# Bright Bay horse... which colours look best?



## HeatherAda (7 March 2007)

thinking of renewing some wardrobe items e.g. numnahs, boots etc and we have a lot of green and navy stuff.

what do you think?  which colours do you think suit a bright bay best???


----------



## Kristine (7 March 2007)

purple! 
Any bight vibrant colour will go with a bright bay! 
Trial and error 
(or listen to us of course )

Have you got a picture of your horse all tacked up??


----------



## HeatherAda (7 March 2007)

i haven't i'm afraid... haven't had him too long. but you have reminded me i need to get some pics sorted


----------



## kayleigh_and_rocky (7 March 2007)

Dark colours look  better on bright bays IMO eg navy blue, royal blue, green, burgandy, black and gold.  
Rocks is bay and has burgandy:










 (sorry dark piccy)

Personally i think black and gold looks gorgeous on bright bays


----------



## Madam_max (7 March 2007)

I have Navy for mine, and she's about as bright as they come.


----------



## JessPickle (7 March 2007)

I personally think a bottle green, looks lovely.  Maybe with a little bit of navy

LOOKS GEORGEOUS!


----------



## Alibear (7 March 2007)

Another vote for bottle green here i think it looks stunning on them, but really with bay's you have it easy any colour tends to look good on them.


----------



## SSM (7 March 2007)

I use black - she is perfect as she is!!!!!!!


----------



## ecrozier (7 March 2007)

I have navy and gold on my bright bay, and have some burgundy stuff too!

→ DATA SECTION
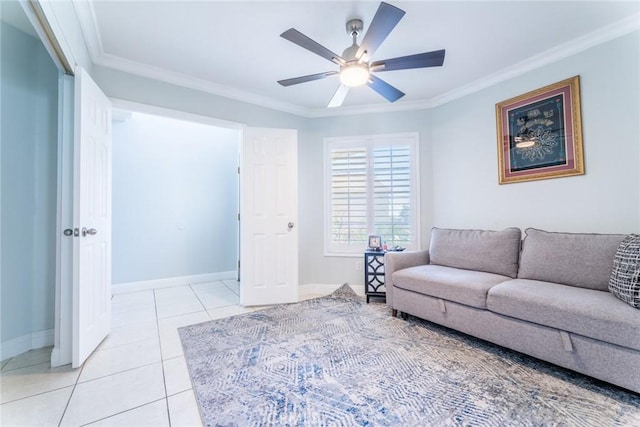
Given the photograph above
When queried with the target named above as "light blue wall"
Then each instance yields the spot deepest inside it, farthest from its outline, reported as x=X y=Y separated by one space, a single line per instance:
x=28 y=194
x=314 y=266
x=459 y=166
x=458 y=157
x=175 y=199
x=605 y=199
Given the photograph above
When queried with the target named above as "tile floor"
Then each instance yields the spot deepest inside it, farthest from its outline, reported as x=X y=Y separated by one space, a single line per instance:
x=136 y=377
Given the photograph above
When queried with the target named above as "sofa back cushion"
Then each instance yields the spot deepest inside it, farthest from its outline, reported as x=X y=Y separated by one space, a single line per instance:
x=575 y=259
x=483 y=250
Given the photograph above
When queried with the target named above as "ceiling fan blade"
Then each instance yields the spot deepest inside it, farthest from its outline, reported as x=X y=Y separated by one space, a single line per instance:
x=420 y=60
x=295 y=36
x=385 y=89
x=339 y=96
x=384 y=21
x=309 y=78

→ PROMPT
Please copy out the whole forum thread above on colors for a bright bay horse, word for word.

→ ANSWER TO THIS TASK
# Bright Bay horse... which colours look best?



## HeatherAda (7 March 2007)

thinking of renewing some wardrobe items e.g. numnahs, boots etc and we have a lot of green and navy stuff.

what do you think?  which colours do you think suit a bright bay best???


----------



## Kristine (7 March 2007)

purple! 
Any bight vibrant colour will go with a bright bay! 
Trial and error 
(or listen to us of course )

Have you got a picture of your horse all tacked up??


----------



## HeatherAda (7 March 2007)

i haven't i'm afraid... haven't had him too long. but you have reminded me i need to get some pics sorted


----------



## kayleigh_and_rocky (7 March 2007)

Dark colours look  better on bright bays IMO eg navy blue, royal blue, green, burgandy, black and gold.  
Rocks is bay and has burgandy:










 (sorry dark piccy)

Personally i think black and gold looks gorgeous on bright bays


----------



## Madam_max (7 March 2007)

I have Navy for mine, and she's about as bright as they come.


----------



## JessPickle (7 March 2007)

I personally think a bottle green, looks lovely.  Maybe with a little bit of navy

LOOKS GEORGEOUS!


----------



## Alibear (7 March 2007)

Another vote for bottle green here i think it looks stunning on them, but really with bay's you have it easy any colour tends to look good on them.


----------



## SSM (7 March 2007)

I use black - she is perfect as she is!!!!!!!


----------



## ecrozier (7 March 2007)

I have navy and gold on my bright bay, and have some burgundy stuff too!